---------- Selected extract
Scientists are known for being pretty cautious people. But sometimes, even the most careful of us need to burn some things to the ground. Immunologists have proposed a plan to burn large swaths of parkland in an attempt to wipe out disease, as The New York Times reports. They described the problem in the journal Microbiology and Molecular Biology Reviews.

Chronic wasting disease (CWD) is a gruesome infection that’s been destroying deer and elk herds across North America. Like bovine spongiform encephalopathy (BSE, better known as mad cow disease) and Creutzfeldt-Jakob disease, CWD is caused by damaged, contagious little proteins called prions. Although it's been half a century since CWD was first discovered, scientists are still scratching their heads about how it works, how it spreads, and if, like BSE, it could someday infect humans.

Paper co-author Mark Zabel, of the Prion Research Center at Colorado State University, says animals with CWD fade away slowly at first, losing weight and starting to act kind of spacey. But "they’re not hard to pick out at the end stage," he told The New York Times. "They have a vacant stare, they have a stumbling gait, their heads are drooping, their ears are down, you can see thick saliva dripping from their mouths. It’s like a true zombie disease."

CWD has already been spotted in 24 U.S. states. Some herds are already 50 percent infected, and that number is only growing.

Prion illnesses often travel from one infected individual to another, but CWD’s expansion was so rapid that scientists began to suspect it had more than one way of finding new animals to attack.

Sure enough, it did. As it turns out, the CWD prion doesn’t go down with its host-animal ship. Infected animals shed the prion in their urine, feces, and drool. Long after the sick deer has died, others can still contract CWD from the leaves they eat and the grass in which they stand.
--------------------
### Task instructions
List every sign that the article on chronic wasting disease gives for animals at the end stage of the illness.
---------- Available data
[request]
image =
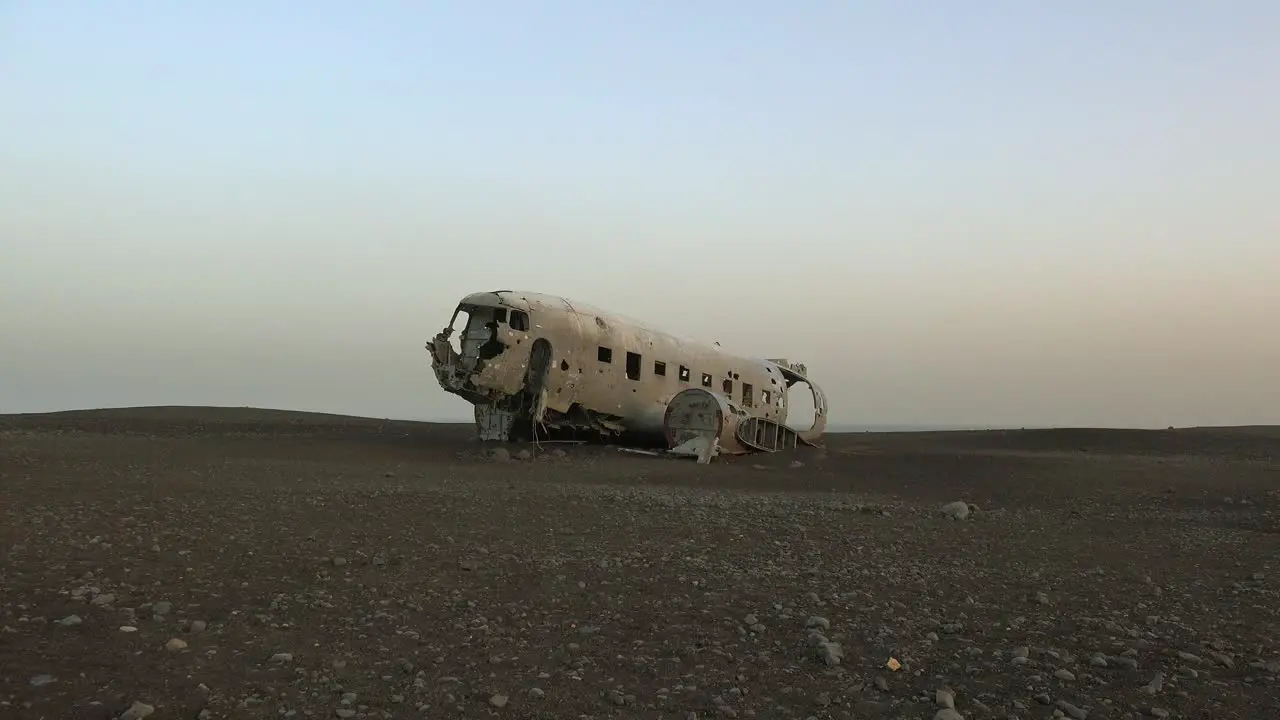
--------------------
### Answer space
- A vacant stare
- A stumbling gait
- Drooping heads
- Ears down
- Thick saliva dripping from their mouths